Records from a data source
________________________________________

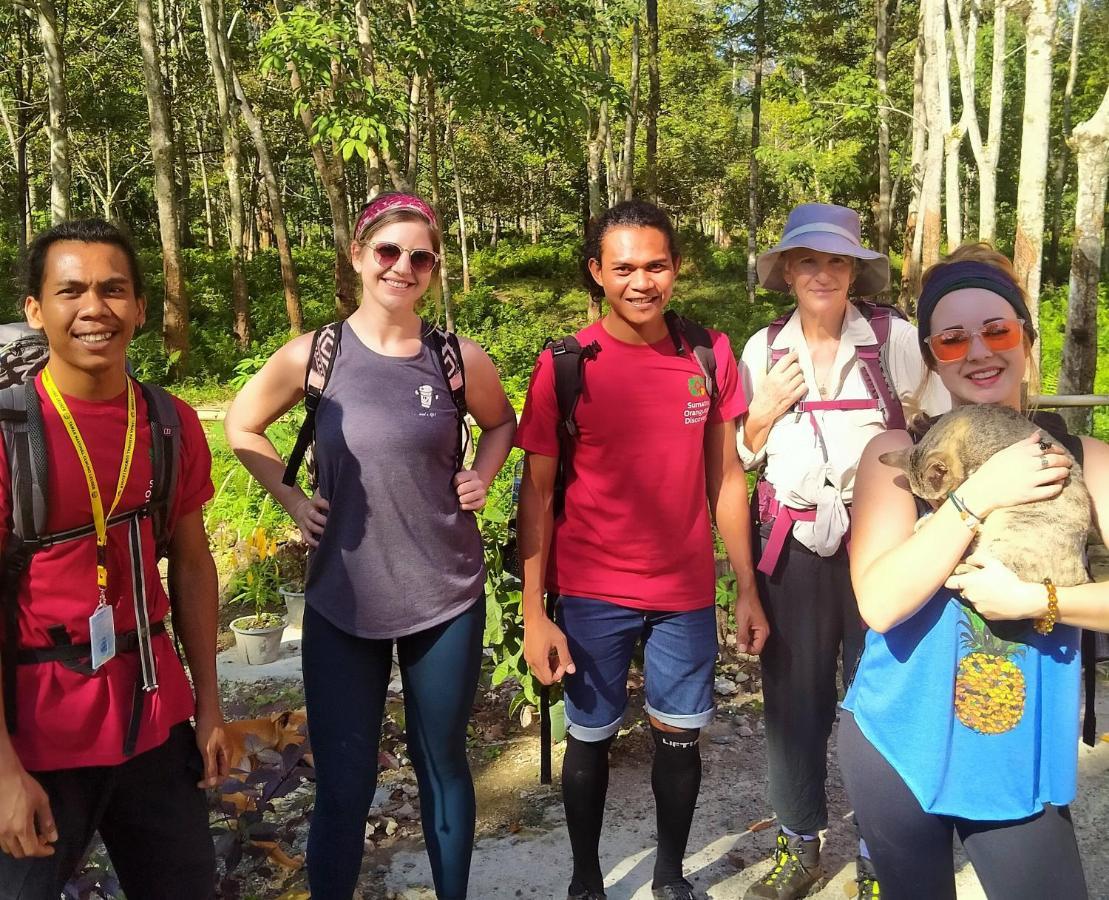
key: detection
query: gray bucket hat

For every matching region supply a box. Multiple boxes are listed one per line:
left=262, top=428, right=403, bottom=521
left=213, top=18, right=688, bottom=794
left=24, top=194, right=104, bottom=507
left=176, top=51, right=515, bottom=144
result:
left=755, top=203, right=889, bottom=297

________________________________________

**Stated problem**
Update the rows above by replacing every instance of "gray" with "navy" and leaving everything else unchanged. Omit the pictures from your answer.

**Final answer**
key: detection
query: navy bucket hat

For every matching region supply a box. Multiple boxes are listed one per line:
left=262, top=428, right=403, bottom=521
left=213, top=18, right=688, bottom=794
left=24, top=194, right=104, bottom=507
left=176, top=51, right=515, bottom=144
result:
left=755, top=203, right=889, bottom=297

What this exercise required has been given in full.